DATA ROWS:
########

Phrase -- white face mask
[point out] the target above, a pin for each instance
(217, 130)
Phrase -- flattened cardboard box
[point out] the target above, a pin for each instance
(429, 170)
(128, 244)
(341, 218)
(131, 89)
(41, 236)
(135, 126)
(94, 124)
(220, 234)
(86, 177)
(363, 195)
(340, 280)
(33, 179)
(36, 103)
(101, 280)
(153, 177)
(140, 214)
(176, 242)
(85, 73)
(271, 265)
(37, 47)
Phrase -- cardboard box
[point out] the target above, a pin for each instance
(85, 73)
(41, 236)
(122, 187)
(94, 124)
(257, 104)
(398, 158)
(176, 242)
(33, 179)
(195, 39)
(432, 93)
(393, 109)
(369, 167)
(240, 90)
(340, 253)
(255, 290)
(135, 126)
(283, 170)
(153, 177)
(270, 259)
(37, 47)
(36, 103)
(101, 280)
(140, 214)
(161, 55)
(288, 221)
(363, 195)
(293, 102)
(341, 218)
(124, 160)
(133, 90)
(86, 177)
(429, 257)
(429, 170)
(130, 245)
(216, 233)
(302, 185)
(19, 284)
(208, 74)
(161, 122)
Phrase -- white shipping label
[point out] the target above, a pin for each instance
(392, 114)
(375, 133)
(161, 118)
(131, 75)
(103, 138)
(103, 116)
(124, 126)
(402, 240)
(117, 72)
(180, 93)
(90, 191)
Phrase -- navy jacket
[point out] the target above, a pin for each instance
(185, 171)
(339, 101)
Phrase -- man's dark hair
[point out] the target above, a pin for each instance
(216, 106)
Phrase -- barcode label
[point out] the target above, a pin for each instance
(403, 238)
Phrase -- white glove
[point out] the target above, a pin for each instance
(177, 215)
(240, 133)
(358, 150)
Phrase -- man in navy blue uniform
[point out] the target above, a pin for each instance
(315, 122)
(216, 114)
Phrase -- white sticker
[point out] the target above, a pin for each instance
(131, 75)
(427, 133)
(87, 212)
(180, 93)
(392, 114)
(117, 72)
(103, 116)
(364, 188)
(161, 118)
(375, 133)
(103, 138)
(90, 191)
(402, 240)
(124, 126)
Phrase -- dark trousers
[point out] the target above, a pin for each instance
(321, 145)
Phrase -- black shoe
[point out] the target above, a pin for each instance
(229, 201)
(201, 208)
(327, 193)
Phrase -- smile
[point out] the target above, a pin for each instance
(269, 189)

########

WHAT IS BEING ASKED: Set out every line of the listing above as a Markdown table with the columns Row and Line. Number the lines in order and skip any blank ones.

SOLUTION TO THIS TASK:
| Row | Line |
|---|---|
| 1 | Phrase -- white face mask |
| 2 | [point out] the target above, a pin for each instance |
| 3 | (217, 130) |
| 4 | Phrase -- flattened cardboard box |
| 5 | [point out] the target above, a pin for each instance |
| 6 | (429, 170) |
| 7 | (128, 244) |
| 8 | (341, 218) |
| 9 | (131, 89) |
| 10 | (41, 236) |
| 11 | (135, 126) |
| 12 | (94, 124) |
| 13 | (220, 234) |
| 14 | (86, 177) |
| 15 | (363, 195) |
| 16 | (340, 280) |
| 17 | (33, 179) |
| 18 | (36, 103) |
| 19 | (101, 280) |
| 20 | (153, 177) |
| 21 | (140, 214) |
| 22 | (176, 242) |
| 23 | (85, 73) |
| 24 | (271, 265) |
| 25 | (37, 47) |
| 26 | Phrase -- cardboard box |
| 27 | [point out] the target above, a pin for each instance |
| 28 | (85, 73) |
| 29 | (41, 236) |
| 30 | (122, 187) |
| 31 | (94, 124) |
| 32 | (257, 104) |
| 33 | (398, 158) |
| 34 | (176, 242) |
| 35 | (33, 179) |
| 36 | (195, 39) |
| 37 | (432, 93) |
| 38 | (393, 109) |
| 39 | (369, 167) |
| 40 | (240, 90) |
| 41 | (340, 253) |
| 42 | (255, 290) |
| 43 | (135, 126) |
| 44 | (283, 170) |
| 45 | (153, 177) |
| 46 | (270, 259) |
| 47 | (37, 47) |
| 48 | (36, 103) |
| 49 | (101, 280) |
| 50 | (140, 214) |
| 51 | (161, 55) |
| 52 | (288, 221) |
| 53 | (363, 195) |
| 54 | (293, 102) |
| 55 | (341, 218) |
| 56 | (124, 160) |
| 57 | (133, 90) |
| 58 | (86, 177) |
| 59 | (429, 257) |
| 60 | (429, 170) |
| 61 | (130, 245) |
| 62 | (216, 233) |
| 63 | (302, 185) |
| 64 | (19, 284) |
| 65 | (208, 74) |
| 66 | (161, 122) |
| 67 | Phrase -- white shipping label |
| 68 | [point out] the target above, a pin for each instance |
| 69 | (392, 114) |
| 70 | (375, 133) |
| 71 | (161, 118) |
| 72 | (131, 75) |
| 73 | (103, 138) |
| 74 | (103, 116) |
| 75 | (124, 126) |
| 76 | (402, 240) |
| 77 | (117, 72) |
| 78 | (180, 93) |
| 79 | (90, 191) |
| 80 | Phrase -- navy jacket |
| 81 | [point out] the target above, a pin for each instance |
| 82 | (185, 171) |
| 83 | (339, 101) |
| 84 | Phrase -- man's dark hair |
| 85 | [point out] the target above, a pin for each instance |
| 86 | (216, 106) |
| 87 | Phrase -- barcode label |
| 88 | [point out] the target above, a pin for each instance |
| 89 | (403, 238) |
| 90 | Phrase -- white glove |
| 91 | [point out] the target above, a pin for each instance |
| 92 | (177, 215) |
| 93 | (240, 133) |
| 94 | (358, 150) |
| 95 | Phrase -- man in navy blue uniform |
| 96 | [point out] the target above, a pin for each instance |
| 97 | (315, 122) |
| 98 | (216, 114) |
| 99 | Phrase -- white sticker |
| 100 | [point out] the target above, a pin for each instance |
| 101 | (131, 75) |
| 102 | (427, 133) |
| 103 | (87, 212) |
| 104 | (180, 93) |
| 105 | (392, 114) |
| 106 | (117, 72) |
| 107 | (103, 116) |
| 108 | (364, 188) |
| 109 | (161, 118) |
| 110 | (375, 133) |
| 111 | (103, 138) |
| 112 | (90, 191) |
| 113 | (402, 240) |
| 114 | (124, 126) |
| 115 | Phrase -- dark trousers |
| 116 | [point out] the target above, a pin for each instance |
| 117 | (321, 145) |
| 118 | Phrase -- black shoe |
| 119 | [point out] the target above, a pin for each instance |
| 120 | (229, 201) |
| 121 | (201, 208) |
| 122 | (327, 193) |
| 123 | Phrase -- smile |
| 124 | [point out] the target above, a pin for each instance |
| 125 | (269, 189) |